_Required task_
Reproduce every one of the entries below verbatim, in the order in which they appear.

______

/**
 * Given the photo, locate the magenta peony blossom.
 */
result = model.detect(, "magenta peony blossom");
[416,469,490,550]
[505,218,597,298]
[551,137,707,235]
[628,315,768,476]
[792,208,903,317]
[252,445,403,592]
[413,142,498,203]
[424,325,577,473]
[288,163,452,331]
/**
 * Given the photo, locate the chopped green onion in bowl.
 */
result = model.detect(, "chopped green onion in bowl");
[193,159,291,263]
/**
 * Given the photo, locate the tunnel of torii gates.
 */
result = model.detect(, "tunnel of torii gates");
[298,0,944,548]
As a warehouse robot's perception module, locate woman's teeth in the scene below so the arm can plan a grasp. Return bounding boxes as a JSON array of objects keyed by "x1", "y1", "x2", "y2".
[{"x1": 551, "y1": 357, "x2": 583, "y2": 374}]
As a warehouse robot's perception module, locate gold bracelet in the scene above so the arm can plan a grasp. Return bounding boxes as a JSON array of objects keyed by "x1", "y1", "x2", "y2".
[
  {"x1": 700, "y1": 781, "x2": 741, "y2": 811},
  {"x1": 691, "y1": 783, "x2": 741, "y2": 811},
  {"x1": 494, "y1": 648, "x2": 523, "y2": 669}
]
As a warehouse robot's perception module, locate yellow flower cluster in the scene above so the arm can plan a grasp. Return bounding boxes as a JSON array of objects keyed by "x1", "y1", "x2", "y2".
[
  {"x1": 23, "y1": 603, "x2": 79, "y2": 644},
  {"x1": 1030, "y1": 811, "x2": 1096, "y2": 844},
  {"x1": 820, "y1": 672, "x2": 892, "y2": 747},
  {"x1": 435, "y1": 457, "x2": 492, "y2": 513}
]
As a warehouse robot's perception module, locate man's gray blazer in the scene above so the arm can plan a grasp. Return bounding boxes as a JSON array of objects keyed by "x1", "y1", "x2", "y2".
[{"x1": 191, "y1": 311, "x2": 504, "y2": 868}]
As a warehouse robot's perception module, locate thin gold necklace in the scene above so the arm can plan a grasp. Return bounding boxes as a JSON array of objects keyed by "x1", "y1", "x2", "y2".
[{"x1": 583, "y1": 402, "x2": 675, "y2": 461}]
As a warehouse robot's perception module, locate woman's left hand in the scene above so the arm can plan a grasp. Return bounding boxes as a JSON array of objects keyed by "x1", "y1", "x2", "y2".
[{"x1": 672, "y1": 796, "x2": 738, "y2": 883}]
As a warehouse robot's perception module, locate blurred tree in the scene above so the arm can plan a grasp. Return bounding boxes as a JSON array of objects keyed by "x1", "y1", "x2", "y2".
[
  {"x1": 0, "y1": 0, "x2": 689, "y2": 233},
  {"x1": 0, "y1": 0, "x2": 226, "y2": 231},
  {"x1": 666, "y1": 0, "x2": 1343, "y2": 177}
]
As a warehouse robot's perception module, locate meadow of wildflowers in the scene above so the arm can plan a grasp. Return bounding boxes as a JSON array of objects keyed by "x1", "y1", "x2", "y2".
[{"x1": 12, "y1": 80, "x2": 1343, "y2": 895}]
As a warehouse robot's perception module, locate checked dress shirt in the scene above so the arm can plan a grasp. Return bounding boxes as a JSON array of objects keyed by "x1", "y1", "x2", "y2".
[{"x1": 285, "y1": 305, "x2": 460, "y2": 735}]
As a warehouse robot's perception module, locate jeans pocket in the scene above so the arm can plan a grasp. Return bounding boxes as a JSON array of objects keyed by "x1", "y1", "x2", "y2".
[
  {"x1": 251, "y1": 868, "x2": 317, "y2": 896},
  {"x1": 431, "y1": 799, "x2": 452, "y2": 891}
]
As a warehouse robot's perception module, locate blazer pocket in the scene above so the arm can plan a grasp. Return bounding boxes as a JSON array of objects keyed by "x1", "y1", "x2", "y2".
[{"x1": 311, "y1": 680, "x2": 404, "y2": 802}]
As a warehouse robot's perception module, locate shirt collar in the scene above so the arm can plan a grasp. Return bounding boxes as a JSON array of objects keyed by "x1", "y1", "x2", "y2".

______

_Solution for this exercise_
/**
 * Given the photo, locate the magenta peony blossom.
 */
result = model.detect(, "magenta peony blossom");
[416,469,490,550]
[505,218,597,298]
[551,137,707,235]
[628,315,768,476]
[792,208,903,317]
[252,445,403,592]
[413,142,498,203]
[424,325,577,473]
[288,163,452,331]
/**
 * Given the photo, locate the chopped green onion in bowl.
 */
result = model.detect(, "chopped green onion in bowl");
[193,159,291,263]
/**
 * Given the photo, locate the tunnel of torii gates.
 */
result = model.detect(, "tunnel of torii gates");
[298,0,944,548]
As a warehouse robot's perception module, locate woman's teeth in the scene below so the arm can plan a grasp. Return bounding boxes as a JSON array of objects keyed by "x1", "y1", "x2", "y2".
[{"x1": 551, "y1": 357, "x2": 583, "y2": 374}]
As a warehouse robot's perception module, locate gold bracelet in the scene above so the arm can plan a grasp. Return bounding boxes as a JSON array of objects keyed by "x1", "y1", "x2", "y2".
[
  {"x1": 700, "y1": 781, "x2": 741, "y2": 811},
  {"x1": 691, "y1": 783, "x2": 741, "y2": 811},
  {"x1": 494, "y1": 648, "x2": 523, "y2": 669}
]
As a warehouse robot's perception module, locate yellow flower cluster in the scene above so the arm can plan a grasp. Return bounding boxes as a JSON array of objects keyed by "x1", "y1", "x2", "y2".
[
  {"x1": 23, "y1": 603, "x2": 79, "y2": 644},
  {"x1": 1030, "y1": 811, "x2": 1096, "y2": 844},
  {"x1": 820, "y1": 672, "x2": 892, "y2": 747},
  {"x1": 435, "y1": 457, "x2": 492, "y2": 513}
]
As a warehouse robot's perception module, locate man's gray blazer in the scene above so the arm can plan a grasp. Return bounding boxes as a JSON array of objects keyed by "x1", "y1", "x2", "y2".
[{"x1": 191, "y1": 311, "x2": 504, "y2": 868}]
As a warehouse robot's perception module, locate thin gold necklace in the scene above so the arm can plan a grasp. Return bounding boxes as a JSON array of objects keyed by "x1", "y1", "x2", "y2".
[{"x1": 583, "y1": 402, "x2": 675, "y2": 461}]
As a warehouse robot's perception module, locate woman's left hand in the scene above so the arm can plan a grasp. Return bounding boxes as a JSON array of objects keyed by "x1", "y1", "x2", "y2".
[{"x1": 672, "y1": 796, "x2": 738, "y2": 883}]
As a warehouse robot's perception module, locate blurred tree in the scene above so the arm can plan a grasp. Return bounding boxes as a JSON array of objects keyed by "x1", "y1", "x2", "y2".
[
  {"x1": 0, "y1": 0, "x2": 689, "y2": 233},
  {"x1": 0, "y1": 0, "x2": 226, "y2": 231},
  {"x1": 666, "y1": 0, "x2": 1343, "y2": 177}
]
As a warehouse robot's perception module, locate meadow of wildflowers in the scene above so the arm can plan a grasp. Return bounding boxes as a JSON array of objects keyed by "x1", "y1", "x2", "y2".
[{"x1": 12, "y1": 80, "x2": 1343, "y2": 895}]
As a warehouse robot's perception module, locate checked dress shirt in the scene above so the arm can plan a grasp. Return bounding boxes as a JSON array of objects keyed by "x1", "y1", "x2", "y2".
[{"x1": 285, "y1": 305, "x2": 460, "y2": 735}]
As a warehouse robot's perception module, locate jeans pocket in the scene above so the arm can plan a grasp. Return bounding boxes as a JSON array of objects keyed by "x1", "y1", "x2", "y2".
[
  {"x1": 251, "y1": 868, "x2": 317, "y2": 896},
  {"x1": 431, "y1": 799, "x2": 452, "y2": 891}
]
As a warehouse robot's perception module, locate blazer pocket in the scene above so the arm can plan a grasp. Return bounding boxes as a JSON array of objects keyed by "x1", "y1", "x2", "y2".
[{"x1": 311, "y1": 680, "x2": 404, "y2": 802}]
As a warehouse robot's perception module, locate shirt collar in the scene above so the arm can plan a grasp. Return bounding boxes as a JSON array of objects keyed by "x1", "y1", "x2", "y2".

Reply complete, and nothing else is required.